## Text provided
^^^^^^^^^^^^^^^^
# Best ring light?



## Lightsped (Sep 27, 2014)

I am considering a ring light for macro. Bodies are D3100, D7000, and D800. Primary lens would be 105mm F2.8 which I believe is a 62mm filter size.

Which is the best of the affordable ring lights? Primary use would be for insects.

Thanks


----------



## Flyextreme (Sep 27, 2014)

Having used a light ring in the beginning of my Macro venture, I would try and steer you away from a light ring, specially a budget one. I would recommend a $7, 6"x8" soft box on a off camera speed lite. I will attempt to get some photos of my set up.

Here's a few ideas from one of the best Macro photographers out there
My Macro Rig - Then and Now        |        Up Close with Nature

Or, at least something like an O-Flash flash ring to go on a speed lite if you just like the convenience. I've tried that too and I'm still happiest with the 6x8 SB set up.


----------



## Lightsped (Sep 27, 2014)

Thanks for the info. I had never seen a O-Flash before. Just curious, but exactly why are light rings such a bad idea for insect shooting outdoors?


----------



## Flyextreme (Sep 27, 2014)

Lightsped said:


> Thanks for the info. I had never seen a O-Flash before. Just curious, but exactly why are light rings such a bad idea for insect shooting outdoors?



I am no expert but, I will share what I do know.

Unless you spend more money, ring lights are generally under powered. A decent speed light allows shorter duration flash to help freeze any movement from you or your subject. Lots of diffusion options with a speed light.

Ring lights are mounted in one position which may cause subjects to look kinda flat. Any reflections or catch light will come out as a distinct ring, such as a jumping spider's eyes. It can also be tricky to diffuse the light from a ring.

a ring light works just fine for lots of people. It is convenient for sure. It's just that the macro photographers I shoot with have already evolved so I don't have to.

I have both, a ring light and O-Flash that never see the light of day because, while the results were good with them, I wanted better so, I emulated what some of the really good macro photographers were doing....

Hopefully, some of the more accomplished/experienced Macro guys like Orion will chime in here.


----------



## Braineack (Sep 27, 2014)

orionmystery has posted his setup before.

Awesome Spiders | Photography Forum

the lighting of his bugs/reptiles is always nice.


----------
^^^^^^^^^^^^^^^^
## Location annotation dataset excerpts
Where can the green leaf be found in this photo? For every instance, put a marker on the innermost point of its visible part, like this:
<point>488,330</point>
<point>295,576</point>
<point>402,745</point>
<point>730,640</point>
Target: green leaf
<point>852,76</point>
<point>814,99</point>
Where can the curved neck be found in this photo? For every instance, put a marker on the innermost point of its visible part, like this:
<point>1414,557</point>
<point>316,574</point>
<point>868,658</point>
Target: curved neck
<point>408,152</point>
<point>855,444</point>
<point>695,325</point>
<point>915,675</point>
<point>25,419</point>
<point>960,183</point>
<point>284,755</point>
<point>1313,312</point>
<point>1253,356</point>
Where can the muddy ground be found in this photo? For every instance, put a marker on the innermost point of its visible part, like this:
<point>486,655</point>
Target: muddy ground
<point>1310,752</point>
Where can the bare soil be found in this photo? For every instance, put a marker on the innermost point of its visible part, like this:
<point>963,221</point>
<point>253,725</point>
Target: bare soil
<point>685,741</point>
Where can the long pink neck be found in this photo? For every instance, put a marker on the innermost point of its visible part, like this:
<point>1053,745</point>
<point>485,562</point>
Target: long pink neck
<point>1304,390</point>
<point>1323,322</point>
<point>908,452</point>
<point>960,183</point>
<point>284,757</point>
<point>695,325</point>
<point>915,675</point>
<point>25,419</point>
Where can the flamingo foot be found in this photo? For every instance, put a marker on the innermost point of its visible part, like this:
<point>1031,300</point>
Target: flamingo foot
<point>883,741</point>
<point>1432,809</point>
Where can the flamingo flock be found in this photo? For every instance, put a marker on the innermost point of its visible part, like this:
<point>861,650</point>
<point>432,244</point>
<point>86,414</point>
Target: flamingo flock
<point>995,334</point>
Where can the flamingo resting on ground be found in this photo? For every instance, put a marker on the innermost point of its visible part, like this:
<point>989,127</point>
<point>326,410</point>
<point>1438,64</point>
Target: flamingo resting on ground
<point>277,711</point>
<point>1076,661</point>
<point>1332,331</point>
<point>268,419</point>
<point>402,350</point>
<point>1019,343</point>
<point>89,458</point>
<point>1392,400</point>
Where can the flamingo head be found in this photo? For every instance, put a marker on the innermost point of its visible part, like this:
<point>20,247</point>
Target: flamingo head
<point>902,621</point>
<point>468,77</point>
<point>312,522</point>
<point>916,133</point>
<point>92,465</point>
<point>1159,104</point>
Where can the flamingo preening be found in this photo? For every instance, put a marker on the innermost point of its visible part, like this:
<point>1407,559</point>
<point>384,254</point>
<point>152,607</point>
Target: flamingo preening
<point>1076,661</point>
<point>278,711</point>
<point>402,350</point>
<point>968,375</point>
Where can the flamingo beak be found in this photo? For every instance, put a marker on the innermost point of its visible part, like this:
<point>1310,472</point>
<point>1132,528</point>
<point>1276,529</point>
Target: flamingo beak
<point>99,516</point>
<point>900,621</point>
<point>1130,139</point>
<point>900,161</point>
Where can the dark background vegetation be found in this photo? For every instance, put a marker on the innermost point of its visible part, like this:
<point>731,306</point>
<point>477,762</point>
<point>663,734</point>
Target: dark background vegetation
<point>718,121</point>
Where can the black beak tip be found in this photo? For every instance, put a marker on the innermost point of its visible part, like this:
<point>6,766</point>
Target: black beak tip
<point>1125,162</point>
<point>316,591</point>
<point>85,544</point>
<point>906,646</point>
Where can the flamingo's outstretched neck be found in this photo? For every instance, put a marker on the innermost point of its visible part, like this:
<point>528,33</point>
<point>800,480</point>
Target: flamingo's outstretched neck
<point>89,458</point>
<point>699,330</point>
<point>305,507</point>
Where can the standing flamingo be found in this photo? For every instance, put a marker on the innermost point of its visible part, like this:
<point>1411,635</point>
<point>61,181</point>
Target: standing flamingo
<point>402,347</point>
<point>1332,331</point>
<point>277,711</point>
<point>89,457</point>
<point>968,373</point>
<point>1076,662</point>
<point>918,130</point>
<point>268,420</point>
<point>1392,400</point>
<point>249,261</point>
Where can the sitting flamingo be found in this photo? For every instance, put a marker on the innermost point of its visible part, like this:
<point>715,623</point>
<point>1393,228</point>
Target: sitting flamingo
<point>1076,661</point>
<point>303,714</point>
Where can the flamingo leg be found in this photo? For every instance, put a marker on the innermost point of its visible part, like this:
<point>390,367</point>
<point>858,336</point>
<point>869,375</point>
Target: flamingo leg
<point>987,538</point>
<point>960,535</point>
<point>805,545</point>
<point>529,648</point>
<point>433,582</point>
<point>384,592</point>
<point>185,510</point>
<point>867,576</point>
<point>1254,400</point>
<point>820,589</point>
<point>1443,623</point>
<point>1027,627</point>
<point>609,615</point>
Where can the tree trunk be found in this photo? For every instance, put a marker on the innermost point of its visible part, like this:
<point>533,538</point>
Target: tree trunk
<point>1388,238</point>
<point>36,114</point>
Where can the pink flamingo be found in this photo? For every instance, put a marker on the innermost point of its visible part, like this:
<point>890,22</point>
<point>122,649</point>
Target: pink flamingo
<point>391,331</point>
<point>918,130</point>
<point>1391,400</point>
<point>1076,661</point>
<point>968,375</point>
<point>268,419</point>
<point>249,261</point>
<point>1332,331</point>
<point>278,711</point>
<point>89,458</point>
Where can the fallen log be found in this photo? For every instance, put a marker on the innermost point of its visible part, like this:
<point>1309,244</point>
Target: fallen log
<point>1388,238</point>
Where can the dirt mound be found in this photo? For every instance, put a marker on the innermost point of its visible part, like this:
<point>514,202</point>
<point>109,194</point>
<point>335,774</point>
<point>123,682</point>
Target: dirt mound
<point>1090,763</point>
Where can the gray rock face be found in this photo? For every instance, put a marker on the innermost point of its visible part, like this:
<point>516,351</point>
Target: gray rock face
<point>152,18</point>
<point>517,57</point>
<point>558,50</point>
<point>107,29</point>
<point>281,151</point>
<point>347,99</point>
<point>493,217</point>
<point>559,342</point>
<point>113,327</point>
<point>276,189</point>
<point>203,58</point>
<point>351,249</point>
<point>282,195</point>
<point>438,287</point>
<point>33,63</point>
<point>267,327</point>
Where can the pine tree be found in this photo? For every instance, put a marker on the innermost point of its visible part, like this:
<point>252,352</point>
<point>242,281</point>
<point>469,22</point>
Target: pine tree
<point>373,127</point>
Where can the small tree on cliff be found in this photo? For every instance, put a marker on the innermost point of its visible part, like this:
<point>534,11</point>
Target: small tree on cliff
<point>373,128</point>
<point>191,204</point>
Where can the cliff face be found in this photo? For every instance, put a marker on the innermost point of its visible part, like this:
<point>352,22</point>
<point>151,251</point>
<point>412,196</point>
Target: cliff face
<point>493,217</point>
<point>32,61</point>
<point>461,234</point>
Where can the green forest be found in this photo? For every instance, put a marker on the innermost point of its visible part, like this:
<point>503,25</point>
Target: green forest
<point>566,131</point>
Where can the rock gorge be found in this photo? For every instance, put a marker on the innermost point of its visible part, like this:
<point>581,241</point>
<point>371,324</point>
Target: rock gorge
^^^^^^^^^^^^^^^^
## Goal
In the ring light thread, which lens does Lightsped name as the primary lens? This material is separate from the forum thread.

## Written solution
A 105mm F2.8 lens.